*Exercice proposé A*. Recopiez intégralement, sans rien modifier, l'extrait sur le GNL et les armateurs.

══ Extrait fourni ══

Le GNL sera-t-il le sauveur involontaire des armateurs ?

Le GNL (Gaz Naturel Liquéfié) sera-t-il le sauveur involontaire des armateurs ?

Examinons un peu les statistiques, desquelles on peut certainement déduire n’importe quoi, mais qui peuvent être fort utiles si on sait les analyser.

 

Petit retour en arrière

 

Ceux d’entre vous qui étaient en activité dans le milieu des années 1980 s’en souviendront : les taux de fret étaient désastreux, surtout au pétrole ; les frets ne couvraient même pas le prix des soutes. Les plus gros pétroliers étaient utilisés comme dépôts flottants et les navires à la chaîne formaient de véritables cités sur l’eau dans certaines baies ou fjords.

Cependant, contre toute attente, quelques détails « clochaient » et peu d’entre nous avaient su en tirer les conclusions qui s’imposaient :

Le groupe hôtelier américain Hyatt achetait quatre VLCC récents, à 5 millions de dollars pièce, prix dérisoire à l’époque, où bien souvent des navires en très bon état étaient vendus à la ferraille car le prix de la tonne d’acier était plus intéressant que le marché de l’occasion.

═══
══ Données fournies ══

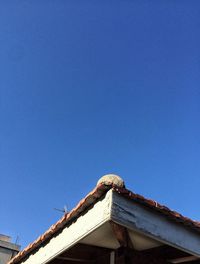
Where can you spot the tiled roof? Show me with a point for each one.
(90, 199)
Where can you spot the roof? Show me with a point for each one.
(98, 192)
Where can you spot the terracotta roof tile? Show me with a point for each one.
(90, 199)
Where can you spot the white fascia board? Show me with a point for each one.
(137, 217)
(72, 234)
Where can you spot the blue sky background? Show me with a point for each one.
(93, 87)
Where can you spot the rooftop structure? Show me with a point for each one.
(7, 249)
(114, 225)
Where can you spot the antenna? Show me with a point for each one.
(17, 240)
(64, 210)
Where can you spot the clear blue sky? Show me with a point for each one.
(91, 87)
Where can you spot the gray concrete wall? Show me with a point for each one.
(7, 249)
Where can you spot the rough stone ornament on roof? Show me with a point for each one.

═══

*Exercice proposé B*. Veuillez transcrire à l'identique, dans la liste, tout ce qui va de la ligne contenant « Where can you spot the gray » jusqu'à la fin de la liste, ces deux bornes comprises.

*Bonne réponse A*.
Le GNL sera-t-il le sauveur involontaire des armateurs ?

Le GNL (Gaz Naturel Liquéfié) sera-t-il le sauveur involontaire des armateurs ?

Examinons un peu les statistiques, desquelles on peut certainement déduire n’importe quoi, mais qui peuvent être fort utiles si on sait les analyser.

 

Petit retour en arrière

 

Ceux d’entre vous qui étaient en activité dans le milieu des années 1980 s’en souviendront : les taux de fret étaient désastreux, surtout au pétrole ; les frets ne couvraient même pas le prix des soutes. Les plus gros pétroliers étaient utilisés comme dépôts flottants et les navires à la chaîne formaient de véritables cités sur l’eau dans certaines baies ou fjords.

Cependant, contre toute attente, quelques détails « clochaient » et peu d’entre nous avaient su en tirer les conclusions qui s’imposaient :

Le groupe hôtelier américain Hyatt achetait quatre VLCC récents, à 5 millions de dollars pièce, prix dérisoire à l’époque, où bien souvent des navires en très bon état étaient vendus à la ferraille car le prix de la tonne d’acier était plus intéressant que le marché de l’occasion.

*Bonne réponse B*.
Where can you spot the gray concrete wall? Show me with a point for each one.
(7, 249)
Where can you spot the rough stone ornament on roof? Show me with a point for each one.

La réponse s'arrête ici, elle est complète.